Task inputs Start Marker
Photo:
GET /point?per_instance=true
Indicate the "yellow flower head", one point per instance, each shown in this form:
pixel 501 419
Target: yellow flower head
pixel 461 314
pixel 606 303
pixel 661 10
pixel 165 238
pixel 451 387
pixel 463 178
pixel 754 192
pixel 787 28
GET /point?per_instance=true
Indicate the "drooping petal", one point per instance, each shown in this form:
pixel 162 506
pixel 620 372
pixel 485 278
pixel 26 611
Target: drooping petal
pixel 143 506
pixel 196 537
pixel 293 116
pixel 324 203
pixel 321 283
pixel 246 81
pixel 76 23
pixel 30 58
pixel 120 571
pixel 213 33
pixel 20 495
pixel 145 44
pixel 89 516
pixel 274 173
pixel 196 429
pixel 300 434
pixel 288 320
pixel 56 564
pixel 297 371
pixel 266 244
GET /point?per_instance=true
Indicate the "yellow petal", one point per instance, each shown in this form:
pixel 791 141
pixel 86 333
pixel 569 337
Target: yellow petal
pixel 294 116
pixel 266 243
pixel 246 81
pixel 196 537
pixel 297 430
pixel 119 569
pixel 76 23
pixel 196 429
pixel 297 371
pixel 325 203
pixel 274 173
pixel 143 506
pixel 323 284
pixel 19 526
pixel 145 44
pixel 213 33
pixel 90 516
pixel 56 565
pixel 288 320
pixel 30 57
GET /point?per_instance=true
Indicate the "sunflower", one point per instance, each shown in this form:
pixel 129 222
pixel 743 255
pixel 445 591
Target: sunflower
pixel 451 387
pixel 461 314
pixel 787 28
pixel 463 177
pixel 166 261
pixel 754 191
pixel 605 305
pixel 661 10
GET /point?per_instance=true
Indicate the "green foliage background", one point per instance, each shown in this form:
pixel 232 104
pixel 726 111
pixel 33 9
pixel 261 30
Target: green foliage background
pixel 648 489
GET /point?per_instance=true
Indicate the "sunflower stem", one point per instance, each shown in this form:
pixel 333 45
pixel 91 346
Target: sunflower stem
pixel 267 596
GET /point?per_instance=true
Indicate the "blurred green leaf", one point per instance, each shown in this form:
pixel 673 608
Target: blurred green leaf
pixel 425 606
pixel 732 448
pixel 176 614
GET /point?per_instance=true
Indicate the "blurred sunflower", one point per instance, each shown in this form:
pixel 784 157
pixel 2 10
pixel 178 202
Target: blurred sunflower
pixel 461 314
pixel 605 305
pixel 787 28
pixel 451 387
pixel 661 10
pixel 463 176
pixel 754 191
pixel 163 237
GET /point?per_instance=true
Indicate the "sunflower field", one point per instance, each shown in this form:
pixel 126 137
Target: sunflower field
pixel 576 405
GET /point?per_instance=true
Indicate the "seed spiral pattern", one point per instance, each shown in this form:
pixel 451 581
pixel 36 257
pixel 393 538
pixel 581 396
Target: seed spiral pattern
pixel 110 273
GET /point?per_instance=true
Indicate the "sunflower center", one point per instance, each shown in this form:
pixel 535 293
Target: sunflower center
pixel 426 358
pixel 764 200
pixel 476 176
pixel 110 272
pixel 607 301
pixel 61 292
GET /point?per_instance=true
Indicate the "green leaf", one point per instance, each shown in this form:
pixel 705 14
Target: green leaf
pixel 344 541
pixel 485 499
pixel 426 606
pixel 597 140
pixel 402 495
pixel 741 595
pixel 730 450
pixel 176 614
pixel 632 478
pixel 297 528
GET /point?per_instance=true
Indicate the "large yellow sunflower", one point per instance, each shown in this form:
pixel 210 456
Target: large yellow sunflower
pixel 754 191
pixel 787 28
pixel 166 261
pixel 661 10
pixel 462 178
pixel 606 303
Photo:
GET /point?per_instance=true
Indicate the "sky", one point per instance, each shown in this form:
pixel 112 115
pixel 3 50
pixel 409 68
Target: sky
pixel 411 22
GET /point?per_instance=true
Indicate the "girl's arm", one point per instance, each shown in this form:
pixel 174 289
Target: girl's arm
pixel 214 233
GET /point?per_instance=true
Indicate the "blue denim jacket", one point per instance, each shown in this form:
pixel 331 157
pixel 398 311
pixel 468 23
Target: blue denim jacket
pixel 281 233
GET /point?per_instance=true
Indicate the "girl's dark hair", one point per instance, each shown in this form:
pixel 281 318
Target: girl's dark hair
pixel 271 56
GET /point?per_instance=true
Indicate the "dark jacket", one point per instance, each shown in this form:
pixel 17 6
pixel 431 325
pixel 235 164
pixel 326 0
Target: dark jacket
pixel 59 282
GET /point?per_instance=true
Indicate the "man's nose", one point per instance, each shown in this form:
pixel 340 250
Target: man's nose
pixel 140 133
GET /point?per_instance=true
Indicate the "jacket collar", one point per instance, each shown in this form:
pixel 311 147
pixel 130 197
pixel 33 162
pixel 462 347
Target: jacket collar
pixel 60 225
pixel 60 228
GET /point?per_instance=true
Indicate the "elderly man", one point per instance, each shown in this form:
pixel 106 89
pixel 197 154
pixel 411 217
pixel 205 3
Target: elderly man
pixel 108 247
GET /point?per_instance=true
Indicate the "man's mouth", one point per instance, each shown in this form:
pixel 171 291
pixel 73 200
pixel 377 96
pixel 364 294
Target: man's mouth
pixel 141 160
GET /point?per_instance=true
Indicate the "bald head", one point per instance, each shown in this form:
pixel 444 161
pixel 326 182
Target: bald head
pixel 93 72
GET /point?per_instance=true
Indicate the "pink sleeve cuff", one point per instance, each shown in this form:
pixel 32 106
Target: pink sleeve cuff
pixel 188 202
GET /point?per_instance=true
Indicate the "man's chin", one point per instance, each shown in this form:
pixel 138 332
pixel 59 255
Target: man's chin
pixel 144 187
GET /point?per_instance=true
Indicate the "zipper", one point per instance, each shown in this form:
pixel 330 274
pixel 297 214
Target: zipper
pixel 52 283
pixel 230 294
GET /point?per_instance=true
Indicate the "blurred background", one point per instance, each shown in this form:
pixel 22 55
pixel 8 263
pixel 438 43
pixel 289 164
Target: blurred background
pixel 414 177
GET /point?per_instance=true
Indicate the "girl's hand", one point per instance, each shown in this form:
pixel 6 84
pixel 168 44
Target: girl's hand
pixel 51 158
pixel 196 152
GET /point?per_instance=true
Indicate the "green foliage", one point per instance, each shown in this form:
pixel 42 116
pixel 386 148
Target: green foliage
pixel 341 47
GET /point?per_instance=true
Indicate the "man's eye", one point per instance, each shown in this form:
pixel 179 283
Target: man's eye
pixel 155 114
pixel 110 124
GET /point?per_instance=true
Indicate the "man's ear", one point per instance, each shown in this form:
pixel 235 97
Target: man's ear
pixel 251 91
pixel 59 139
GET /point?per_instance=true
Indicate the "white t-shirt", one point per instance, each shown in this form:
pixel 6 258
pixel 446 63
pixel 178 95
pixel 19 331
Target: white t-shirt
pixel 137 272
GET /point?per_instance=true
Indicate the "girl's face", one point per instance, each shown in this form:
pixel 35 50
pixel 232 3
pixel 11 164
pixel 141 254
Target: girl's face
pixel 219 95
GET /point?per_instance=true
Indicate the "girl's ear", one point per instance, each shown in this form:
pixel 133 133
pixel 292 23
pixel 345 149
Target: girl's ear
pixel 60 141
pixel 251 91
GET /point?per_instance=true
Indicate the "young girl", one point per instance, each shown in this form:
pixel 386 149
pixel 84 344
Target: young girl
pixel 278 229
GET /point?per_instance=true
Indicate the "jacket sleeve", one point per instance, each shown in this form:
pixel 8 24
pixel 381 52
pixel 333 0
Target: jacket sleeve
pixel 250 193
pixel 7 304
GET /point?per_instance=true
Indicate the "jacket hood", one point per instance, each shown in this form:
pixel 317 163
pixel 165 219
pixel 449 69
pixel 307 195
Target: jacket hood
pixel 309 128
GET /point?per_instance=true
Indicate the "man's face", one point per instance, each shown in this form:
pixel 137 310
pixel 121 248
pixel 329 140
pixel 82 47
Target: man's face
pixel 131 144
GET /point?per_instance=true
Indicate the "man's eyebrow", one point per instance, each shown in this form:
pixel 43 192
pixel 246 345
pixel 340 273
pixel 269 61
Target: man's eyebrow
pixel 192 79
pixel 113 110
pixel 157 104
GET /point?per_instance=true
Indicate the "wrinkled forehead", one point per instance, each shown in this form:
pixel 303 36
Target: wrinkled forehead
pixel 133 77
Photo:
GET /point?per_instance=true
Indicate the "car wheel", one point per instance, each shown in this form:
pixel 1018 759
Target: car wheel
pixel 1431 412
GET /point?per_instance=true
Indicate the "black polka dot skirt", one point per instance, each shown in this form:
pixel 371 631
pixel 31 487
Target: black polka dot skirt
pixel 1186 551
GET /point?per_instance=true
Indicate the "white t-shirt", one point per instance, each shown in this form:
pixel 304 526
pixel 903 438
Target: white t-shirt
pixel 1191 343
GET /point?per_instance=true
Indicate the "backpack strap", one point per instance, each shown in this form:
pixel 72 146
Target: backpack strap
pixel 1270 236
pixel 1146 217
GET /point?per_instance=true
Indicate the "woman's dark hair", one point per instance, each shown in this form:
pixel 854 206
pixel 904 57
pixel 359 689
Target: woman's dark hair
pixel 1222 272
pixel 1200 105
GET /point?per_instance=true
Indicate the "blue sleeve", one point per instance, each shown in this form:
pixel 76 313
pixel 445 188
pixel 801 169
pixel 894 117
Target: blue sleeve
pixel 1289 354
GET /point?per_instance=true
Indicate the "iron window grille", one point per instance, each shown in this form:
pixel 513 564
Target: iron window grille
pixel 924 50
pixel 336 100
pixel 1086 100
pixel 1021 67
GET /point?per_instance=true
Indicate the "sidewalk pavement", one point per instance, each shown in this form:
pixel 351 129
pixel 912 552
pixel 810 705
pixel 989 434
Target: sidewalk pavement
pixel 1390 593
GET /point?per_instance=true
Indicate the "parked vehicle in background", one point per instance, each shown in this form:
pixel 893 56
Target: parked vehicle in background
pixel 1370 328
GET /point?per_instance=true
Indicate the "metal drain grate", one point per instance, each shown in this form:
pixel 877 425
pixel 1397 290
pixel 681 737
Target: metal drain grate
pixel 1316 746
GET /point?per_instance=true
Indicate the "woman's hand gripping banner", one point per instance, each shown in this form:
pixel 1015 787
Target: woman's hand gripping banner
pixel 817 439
Task inputs End Marker
Directions: Retype, exactly and in full, the lines above from the one containing "pixel 35 50" through the one containing "pixel 333 0".

Completed task:
pixel 35 50
pixel 232 3
pixel 11 164
pixel 141 254
Target: girl's face
pixel 219 95
GET /point?per_instance=true
Indicate the "girl's ear", one point per instance, each shown in this form:
pixel 133 133
pixel 292 23
pixel 345 149
Target: girl's ear
pixel 60 141
pixel 251 91
GET /point?per_instance=true
Indicate the "young girl", one point per instance, each shown in this form:
pixel 386 149
pixel 84 344
Target: young girl
pixel 278 229
GET /point?per_instance=true
Indicate the "jacket sleeve", one point per instance, each shown in this form:
pixel 8 24
pixel 381 52
pixel 333 0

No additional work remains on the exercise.